Pictures in the records are to be excluded from an otherwise exact copy.

== Data supplied ==
......
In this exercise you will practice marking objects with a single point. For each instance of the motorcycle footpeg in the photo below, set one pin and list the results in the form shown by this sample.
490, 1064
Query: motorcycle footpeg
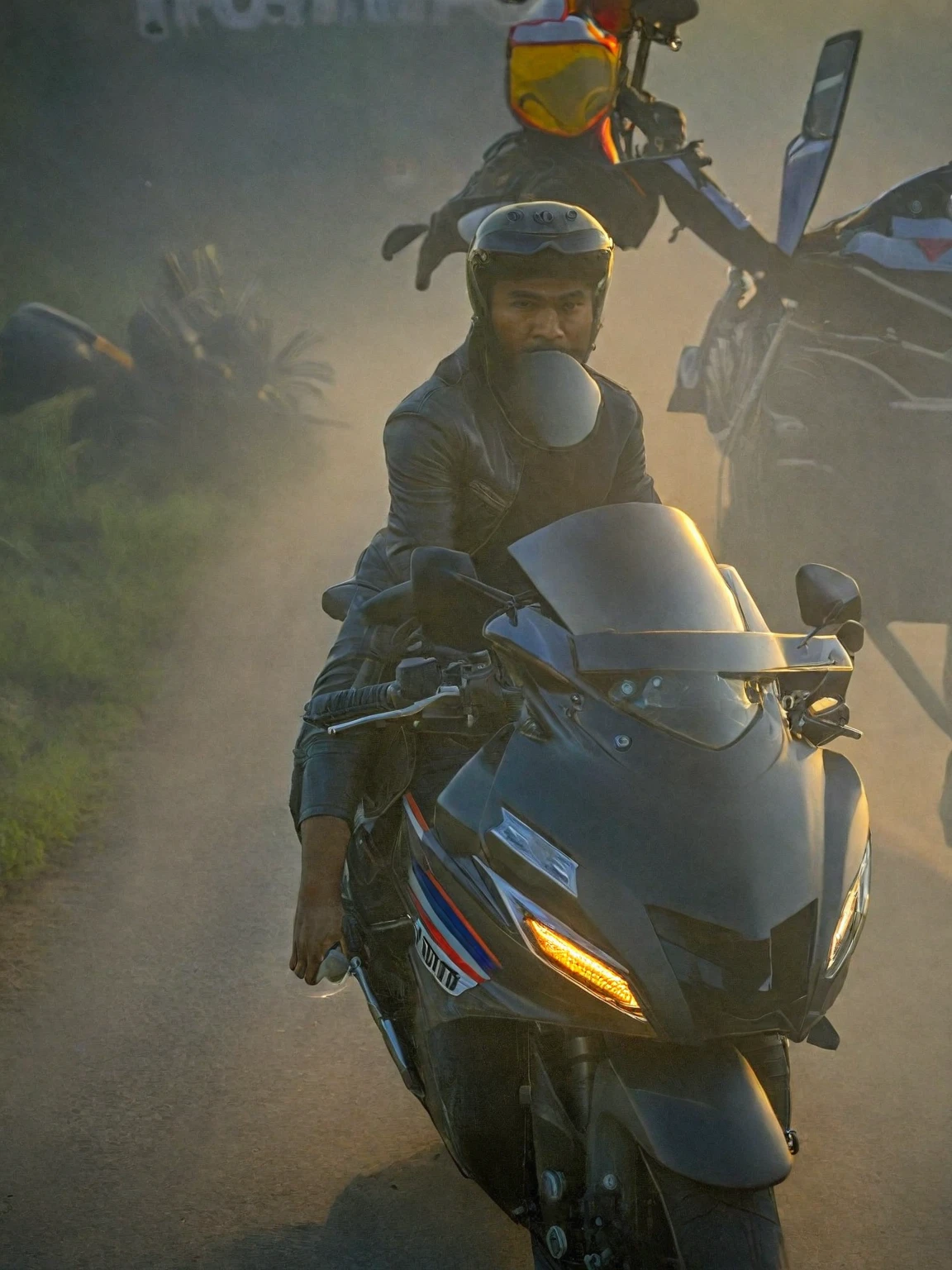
334, 967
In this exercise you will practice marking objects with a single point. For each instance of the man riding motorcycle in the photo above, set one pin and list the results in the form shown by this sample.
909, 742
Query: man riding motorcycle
468, 473
579, 108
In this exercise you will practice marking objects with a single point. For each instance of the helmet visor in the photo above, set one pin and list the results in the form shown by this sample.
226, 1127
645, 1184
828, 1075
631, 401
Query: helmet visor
516, 241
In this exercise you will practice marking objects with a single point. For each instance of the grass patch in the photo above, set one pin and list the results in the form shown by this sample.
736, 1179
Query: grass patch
92, 578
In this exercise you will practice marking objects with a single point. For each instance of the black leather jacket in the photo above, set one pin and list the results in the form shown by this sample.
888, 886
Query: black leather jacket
455, 468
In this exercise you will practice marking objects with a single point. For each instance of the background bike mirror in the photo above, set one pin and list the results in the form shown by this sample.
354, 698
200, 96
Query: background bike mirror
551, 399
451, 615
826, 594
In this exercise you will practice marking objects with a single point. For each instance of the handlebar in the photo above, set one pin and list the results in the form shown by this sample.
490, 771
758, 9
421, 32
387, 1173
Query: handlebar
329, 708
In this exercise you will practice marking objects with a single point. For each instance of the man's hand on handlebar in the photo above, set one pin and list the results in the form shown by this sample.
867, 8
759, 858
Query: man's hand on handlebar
319, 916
......
== Expected output ==
In this exercise you will practice marking objects with a single point. For each instance of the motorcycle footpeg in the photo below, set one pin and list the results in the form shown by this sample.
490, 1064
Query: motorcycle footpeg
334, 967
In this exercise you will practice marking objects with a single point. For each instance of the man riding motorcycle in the photo above, set one pin and list the results in the form shown by this sample.
909, 742
Query: man riding motorcycle
468, 473
579, 108
In this exercise you will practice marking objects with a single point. For each instance of the helmet visor in the photo above, set one pin and list the results in the form shown by this sample.
226, 1127
645, 1184
828, 1075
631, 401
Query: helmet visor
516, 241
In this exercise you will practice marking objects with a single point. For each instance of the grass patch in the photo above, set one pin and list the results in the form shown by this sample.
736, 1179
Query: grass patch
92, 578
In this exercise you will practice marking objects with a single point. For each instance of the black leather jacket in the photo above, set one pin and list the results in the form shown by this sample.
888, 886
Query: black leather jacket
455, 468
In this exercise you will practice marking objects with a single point. For each instance of the background bike mirror in the photo above, set one pin and list the results in the form shown by this sample.
354, 698
200, 96
Query: background bike mirror
551, 399
451, 615
826, 594
In this exercise you will practice marking objects with a single point. For each instance of the handlebar in the photo above, set one pin and list the results in the form shown by this sample.
490, 771
758, 9
421, 32
387, 1173
Query: handlebar
329, 708
In this exercise you will practice marking objects with a single point. For each instance of the man's hand on handlebar in the photo above, set one pin and list the results in the form shown by this sample.
867, 8
759, 858
Query: man's hand on handlebar
319, 916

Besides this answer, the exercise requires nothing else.